__TASK STATEMENT__
Please reproduce every row below word for word, leaving the pictures out of your answer.

__DATA FOR THE TASK__
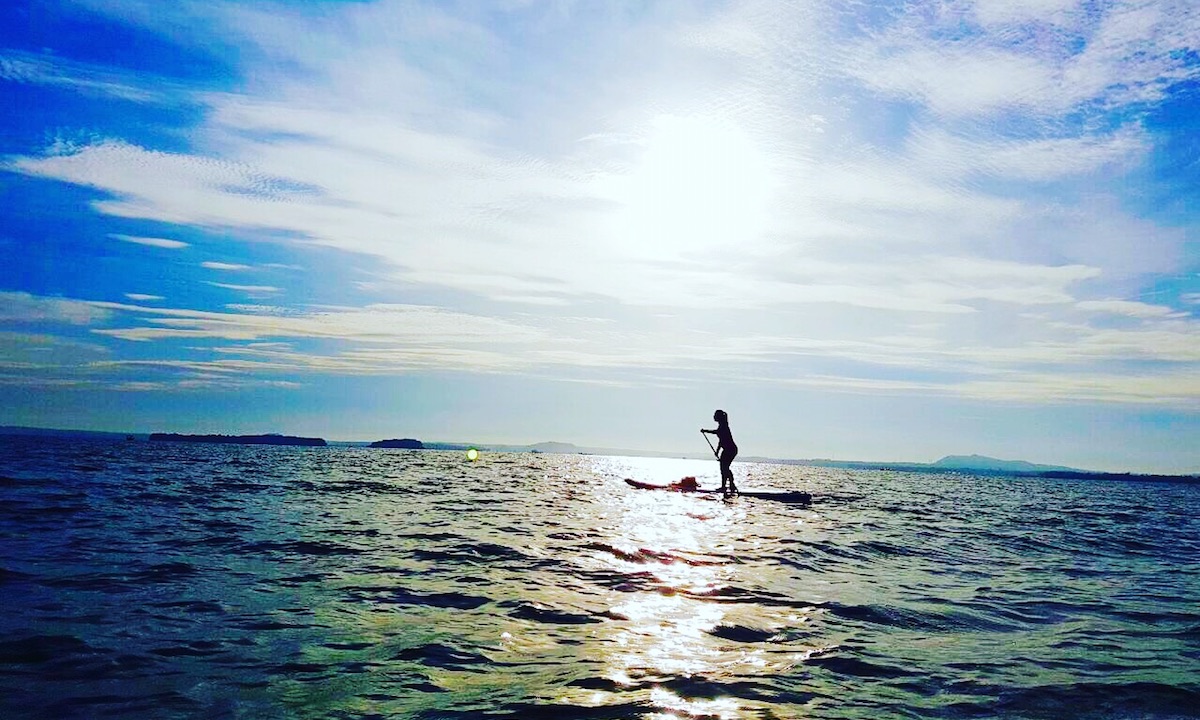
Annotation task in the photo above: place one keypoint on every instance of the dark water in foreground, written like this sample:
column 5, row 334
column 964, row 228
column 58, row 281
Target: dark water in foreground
column 210, row 581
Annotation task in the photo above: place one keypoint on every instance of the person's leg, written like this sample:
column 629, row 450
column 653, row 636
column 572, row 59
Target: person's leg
column 727, row 471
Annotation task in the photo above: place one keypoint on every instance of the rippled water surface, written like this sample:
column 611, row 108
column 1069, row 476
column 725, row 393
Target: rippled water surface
column 149, row 580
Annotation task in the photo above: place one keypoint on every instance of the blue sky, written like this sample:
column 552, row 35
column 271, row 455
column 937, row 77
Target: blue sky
column 875, row 232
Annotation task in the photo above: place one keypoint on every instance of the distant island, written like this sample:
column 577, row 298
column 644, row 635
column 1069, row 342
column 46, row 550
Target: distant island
column 263, row 439
column 402, row 444
column 979, row 465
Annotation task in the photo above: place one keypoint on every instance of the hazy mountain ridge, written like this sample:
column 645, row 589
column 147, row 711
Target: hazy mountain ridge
column 949, row 463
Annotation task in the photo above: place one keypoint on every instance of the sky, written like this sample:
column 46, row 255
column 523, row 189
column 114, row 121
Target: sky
column 883, row 231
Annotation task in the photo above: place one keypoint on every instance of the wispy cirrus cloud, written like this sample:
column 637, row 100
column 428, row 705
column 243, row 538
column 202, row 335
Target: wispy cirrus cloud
column 165, row 243
column 959, row 201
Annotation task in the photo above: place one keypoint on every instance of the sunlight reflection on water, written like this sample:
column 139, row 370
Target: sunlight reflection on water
column 684, row 543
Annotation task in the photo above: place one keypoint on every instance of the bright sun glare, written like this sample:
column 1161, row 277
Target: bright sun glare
column 700, row 185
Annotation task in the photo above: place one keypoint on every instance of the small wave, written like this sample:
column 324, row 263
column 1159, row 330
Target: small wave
column 442, row 655
column 393, row 595
column 543, row 613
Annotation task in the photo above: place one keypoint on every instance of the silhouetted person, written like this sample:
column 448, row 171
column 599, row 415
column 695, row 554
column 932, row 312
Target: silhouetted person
column 726, row 449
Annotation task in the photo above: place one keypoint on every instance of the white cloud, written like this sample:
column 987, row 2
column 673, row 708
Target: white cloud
column 1128, row 307
column 24, row 307
column 790, row 217
column 151, row 241
column 250, row 289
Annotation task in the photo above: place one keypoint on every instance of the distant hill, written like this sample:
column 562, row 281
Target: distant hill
column 46, row 432
column 402, row 444
column 982, row 462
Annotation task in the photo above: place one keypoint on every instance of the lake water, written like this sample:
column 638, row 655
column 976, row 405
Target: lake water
column 157, row 580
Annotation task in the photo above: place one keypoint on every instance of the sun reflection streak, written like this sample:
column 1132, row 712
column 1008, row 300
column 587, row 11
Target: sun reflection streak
column 678, row 553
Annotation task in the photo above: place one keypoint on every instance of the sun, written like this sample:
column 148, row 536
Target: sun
column 700, row 185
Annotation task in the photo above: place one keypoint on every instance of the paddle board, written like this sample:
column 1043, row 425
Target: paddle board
column 802, row 498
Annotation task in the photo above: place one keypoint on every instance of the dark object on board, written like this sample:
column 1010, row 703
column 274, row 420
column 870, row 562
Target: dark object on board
column 799, row 498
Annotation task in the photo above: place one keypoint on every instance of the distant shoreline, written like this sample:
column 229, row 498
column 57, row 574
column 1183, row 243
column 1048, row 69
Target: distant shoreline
column 972, row 465
column 220, row 439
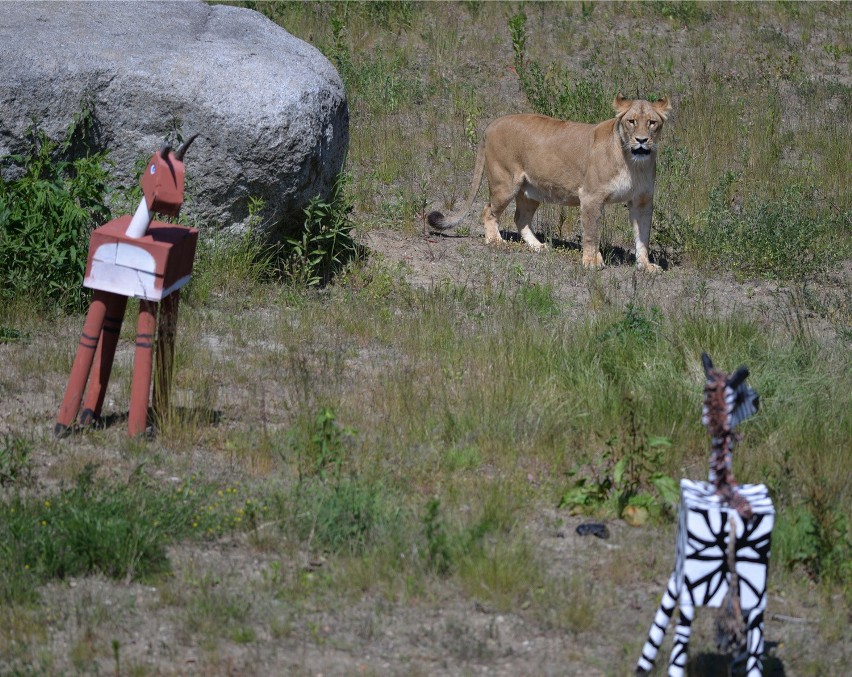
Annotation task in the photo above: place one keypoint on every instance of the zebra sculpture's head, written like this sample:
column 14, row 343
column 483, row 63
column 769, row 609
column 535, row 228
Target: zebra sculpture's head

__RESULT OF THIS EXERCISE__
Annotation task in the photo above: place one keypoint on every instance of the dark water in foreground, written like this sample:
column 5, row 334
column 964, row 228
column 58, row 281
Target: dark water in foreground
column 210, row 581
Annotation task in the photo above: place one keypoint on every instance of the person's leg, written like this sample:
column 629, row 450
column 653, row 636
column 572, row 59
Target: person's leg
column 727, row 471
Annotation task in the photo above: place one keypoint on every instance of the rippled water surface, written like this sample:
column 611, row 108
column 1069, row 476
column 725, row 393
Target: rippled water surface
column 149, row 580
Annotation task in the photo above: place one keypoint on every instance of the blue sky, written like this sample:
column 552, row 35
column 271, row 455
column 937, row 77
Target: blue sky
column 875, row 232
Annotation task in the photo above: place one keypoint on every instance of the distant island, written like this sample:
column 577, row 298
column 644, row 635
column 1069, row 342
column 46, row 550
Target: distant island
column 263, row 439
column 402, row 444
column 979, row 465
Annotation task in the photo above: place one keypoint on every instance of the hazy mountain ridge, written like this sample:
column 645, row 589
column 147, row 711
Target: hazy mountain ridge
column 949, row 463
Annotation task in the photo above: place one keypoint on every instance of the sky, written like this sample:
column 46, row 255
column 523, row 189
column 114, row 121
Target: sky
column 883, row 231
Annotation task in the photo above: place one keypoint on every instance of the wispy cirrus cloud, written like this sample:
column 637, row 100
column 428, row 705
column 243, row 538
column 202, row 335
Target: wispy cirrus cloud
column 165, row 243
column 959, row 201
Annotation task in the photo above: place one keypoint on every instance of the sunlight reflection on water, written like this sample:
column 139, row 370
Target: sunlight reflection on water
column 684, row 543
Annotation task in the photo above: place one keypoint on every instance of the bright sun glare, written like this sample:
column 1161, row 277
Target: bright sun glare
column 700, row 185
Annotation task in the photo above: place one keypoint on every instance of the small wave, written like this sample:
column 324, row 263
column 1159, row 330
Target: small wave
column 442, row 655
column 393, row 595
column 543, row 613
Annotation task in the photo above: place one keypoint on every instance of the silhouetted person, written like this sample:
column 448, row 171
column 599, row 415
column 695, row 554
column 932, row 312
Target: silhouetted person
column 726, row 449
Annotation task in the photo above: place one keypoint on every instance of the white cloud, written like this sample:
column 987, row 2
column 673, row 708
Target: white cloud
column 1128, row 307
column 24, row 307
column 790, row 217
column 151, row 241
column 250, row 289
Annotation task in the photo above: place one keypoint on every instance of the distant hill, written like this sample:
column 562, row 281
Target: distant hill
column 46, row 432
column 402, row 444
column 982, row 462
Annotation task in the photo above: place one keypoint on every instance of the lake water, written like this sample:
column 638, row 655
column 976, row 405
Target: lake water
column 157, row 580
Annotation task in the photo above: place one keypoint on every instance of the sun reflection streak, written like this sample:
column 1132, row 712
column 1008, row 300
column 587, row 11
Target: sun reflection streak
column 678, row 553
Annotation task in the photo above: place one keypoint on every instance of the sun, written like this sample:
column 148, row 536
Target: sun
column 700, row 185
Annotation task in the photo above: place one keypoint on every instance of the paddle board, written like this sample:
column 1043, row 425
Target: paddle board
column 802, row 498
Annotation task in the photo above: place one keypoint on every instance of the dark object on board, written like this sample:
column 1010, row 703
column 274, row 420
column 870, row 562
Target: dark object on board
column 799, row 498
Annotation task in the photo above: place one keypoint on every instance of the distant shoreline, written like this sample:
column 229, row 498
column 57, row 574
column 1183, row 243
column 1048, row 69
Target: distant shoreline
column 972, row 465
column 220, row 439
Annotation task in the photo above: place one keypoint on every instance of the zebra sculpture's head, written like this sample:
column 14, row 343
column 483, row 63
column 769, row 609
column 535, row 228
Target: zebra sculpture's head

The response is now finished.